- DATASET:
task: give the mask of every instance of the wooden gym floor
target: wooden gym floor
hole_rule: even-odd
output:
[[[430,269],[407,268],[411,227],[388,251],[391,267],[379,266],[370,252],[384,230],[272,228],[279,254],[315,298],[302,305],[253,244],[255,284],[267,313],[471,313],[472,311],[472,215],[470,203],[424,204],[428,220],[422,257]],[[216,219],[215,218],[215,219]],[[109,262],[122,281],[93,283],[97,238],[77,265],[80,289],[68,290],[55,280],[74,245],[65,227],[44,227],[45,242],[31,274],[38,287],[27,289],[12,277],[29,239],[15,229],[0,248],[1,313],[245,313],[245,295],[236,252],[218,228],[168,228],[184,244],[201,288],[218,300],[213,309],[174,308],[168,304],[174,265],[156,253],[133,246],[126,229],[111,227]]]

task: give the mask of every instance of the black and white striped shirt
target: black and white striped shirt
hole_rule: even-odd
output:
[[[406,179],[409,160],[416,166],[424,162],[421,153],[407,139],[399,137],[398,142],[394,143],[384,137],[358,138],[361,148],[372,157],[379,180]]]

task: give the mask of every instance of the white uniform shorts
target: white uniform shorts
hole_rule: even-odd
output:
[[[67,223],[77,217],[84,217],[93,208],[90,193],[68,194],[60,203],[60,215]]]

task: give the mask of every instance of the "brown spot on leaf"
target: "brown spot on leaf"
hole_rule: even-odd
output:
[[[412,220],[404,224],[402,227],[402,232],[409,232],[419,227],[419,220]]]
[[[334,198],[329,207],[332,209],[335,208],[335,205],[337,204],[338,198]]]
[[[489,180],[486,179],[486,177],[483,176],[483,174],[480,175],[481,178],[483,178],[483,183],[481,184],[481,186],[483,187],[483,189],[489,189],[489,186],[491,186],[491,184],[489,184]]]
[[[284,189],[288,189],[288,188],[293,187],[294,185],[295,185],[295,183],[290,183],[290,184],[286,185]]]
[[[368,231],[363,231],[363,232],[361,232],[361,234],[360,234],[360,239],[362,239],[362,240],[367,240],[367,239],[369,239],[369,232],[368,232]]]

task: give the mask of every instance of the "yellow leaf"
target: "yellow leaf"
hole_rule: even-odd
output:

- WHAT TO DO:
Copy out every line above, requests included. Multiply each polygon coordinate in the answers by 1.8 and round it to a whole number, rounding halves up.

- REPLY:
task: give the mask of every instance of the wooden gym floor
target: wooden gym floor
hole_rule: even-odd
output:
[[[774,484],[733,482],[740,409],[698,452],[704,481],[682,479],[666,454],[691,414],[490,410],[502,457],[567,536],[544,549],[455,439],[459,511],[481,563],[848,563],[850,560],[850,387],[846,365],[763,367],[770,396],[760,463]],[[389,394],[387,392],[387,394]],[[196,472],[220,506],[167,509],[175,428],[139,477],[144,520],[122,522],[99,504],[133,441],[117,409],[79,409],[81,436],[56,493],[68,517],[49,520],[22,499],[52,430],[27,412],[0,446],[2,563],[441,563],[441,531],[425,454],[392,410],[302,410],[331,439],[362,518],[392,540],[383,556],[313,554],[302,547],[313,477],[281,455],[239,443],[227,412],[200,409]]]

task: give the mask of every instance of the black and white striped shirt
target: black and white striped shirt
hole_rule: even-odd
output:
[[[731,322],[736,288],[749,299],[763,292],[758,275],[733,250],[718,247],[716,256],[709,257],[691,247],[644,248],[650,266],[670,283],[682,324]]]

task: give the mask of every instance of the white uniform shorts
target: white uniform shorts
hole_rule: even-odd
output:
[[[121,401],[139,391],[151,391],[167,374],[162,347],[122,349],[108,365],[108,387]]]

task: give the mask of every instance of the "brown spot on leaf"
target: "brown spot on leaf"
hole_rule: even-odd
output:
[[[742,396],[727,403],[724,409],[724,418],[736,418],[754,409],[754,396]]]
[[[601,356],[592,373],[598,376],[603,374],[603,369],[607,367],[608,356]]]
[[[880,324],[875,322],[875,319],[869,317],[869,313],[864,315],[866,320],[869,320],[869,329],[866,331],[866,335],[869,337],[869,340],[880,340],[880,335],[884,335],[884,331],[880,331]]]
[[[511,340],[518,340],[518,338],[527,337],[529,333],[531,333],[531,329],[522,329],[522,331],[515,333]]]
[[[662,416],[653,416],[653,418],[650,418],[650,421],[648,421],[648,430],[652,430],[652,432],[661,432],[661,430],[664,430],[664,418],[662,418]]]

task: give the mask of every instance of the "yellow leaf"
target: "yellow leaf"
hole_rule: even-odd
output:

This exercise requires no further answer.